_VORLIEGENDER AUSZUG_

┌──

Mein letzter Flug 2020 - oder wie ich in nur 7 Stunden ein Viertel meines gesamten CO2-Jahresbudgets verbrauche...


Während ich diesen Blog-Eintrag schreibe sitze ich gerade im Flugzeug auf dem Weg nach Israel. Israel gilt weltweit als Vorreiterin im Bereich Innovation und die Wirtschaftsuni Wien organisiert eine Studienreise dorthin. Für mich eine einmalige Gelegenheit, hervorragende Projekte zu sehen und neue Ideen, Eindrücke und Kontakte für meine Arbeit zu gewinnen.

Als mich Reinhard Millner von der WU vor knapp einem Jahr gefragt hat, ob ich mitkommen möchte, habe ich daher sofort zugesagt. Das war aber noch bevor ich beschlossen habe, meinen CO2 Fußabdruck drastisch zu reduzieren. Diese eine Flugreise mache ich also 2020 noch…

Jetzt sitze ich also hier im Flieger, irgendwo zwischen Wien und Tel Aviv und ich habe 3,5 Stunden Zeit darüber nachzudenken, wieviel Fliegen wirklich nötig ist, was ich dauerhaft reduzieren kann und wo ich auch in Zukunft fliegen werde müssen bzw. worauf ich nicht verzichten möchte…

Fliegen - bislang der größte Teil meines CO2 Fußabdrucks

Bisher habe ich durch Mobilität und insbesondere Fliegen mit Abstand am meisten CO2 verursacht. In diesem Bereich kann ich vieles vergleichsweise schnell verändern: Von den gesamten 14 Tonnen CO2, die ich 2019 verursacht habe, sind über 8 Tonnen auf das Konto von Flügen gegangen.

└──

_BEREITGESTELLTE DATEN_
┌──

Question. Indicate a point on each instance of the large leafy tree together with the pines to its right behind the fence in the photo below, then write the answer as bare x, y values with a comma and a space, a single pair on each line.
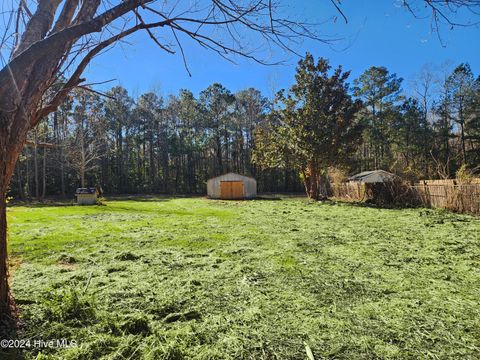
323, 123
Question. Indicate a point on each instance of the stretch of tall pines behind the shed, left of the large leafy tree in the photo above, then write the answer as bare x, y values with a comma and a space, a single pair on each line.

└──

_AUFGABE 1_
Gib aus dem Blogeintrag über das Fliegen den Abschnitt von „Während ich diesen“ bis „Arbeit zu gewinnen.“ wortgetreu zurück.
_AUFGABE 2_
Führe den Blogeintrag über das Fliegen im Anschluss an seinen letzten Satz weiter.

_ERWARTETE AUSGABE 1_
Während ich diesen Blog-Eintrag schreibe sitze ich gerade im Flugzeug auf dem Weg nach Israel. Israel gilt weltweit als Vorreiterin im Bereich Innovation und die Wirtschaftsuni Wien organisiert eine Studienreise dorthin. Für mich eine einmalige Gelegenheit, hervorragende Projekte zu sehen und neue Ideen, Eindrücke und Kontakte für meine Arbeit zu gewinnen.

_ERWARTETE AUSGABE 2_
2020 möchte ich meinen CO2 Fußabdruck auf die Hälfte des durchschnittlichen Österreichers reduzieren. Das bedeutet, ich möchte in Summe unter 5,25 Tonnen bleiben. Da bleibt für Flüge eigentlich fast kein Spielraum…

Dennoch sitze ich also gerade im Flieger und mir wird gerade bewusst: Meine beiden Flüge heute von Wien nach Israel und in wenigen Tagen zurück verursachen 1,35 Tonnen CO2 - und ich verbrauche damit in nur 7 Stunden Flugzeit mehr als ein Viertel meines gesamten Jahresziels!

Auch auf globaler Ebene spielt das Reduzieren von Flügen eine große Rolle beim Klimaschutz: Innerhalb der gesamten EU sind 2018 über 1,1 Mrd. Passagiere im Luftverkehr geflogen. Die Tendenz ist stark steigend – zwischen 2010 und 2018 plus 43%. Angesichts der Tatsache, wie schwer Flüge ins CO2-Gewicht fallen, eine alarmierende Entwicklung. Die Summe aller Flüge muss so rasch als möglich weniger werden – aber noch geht die Tendenz in die andere Richtung…


Flüge reduzieren – aber wie?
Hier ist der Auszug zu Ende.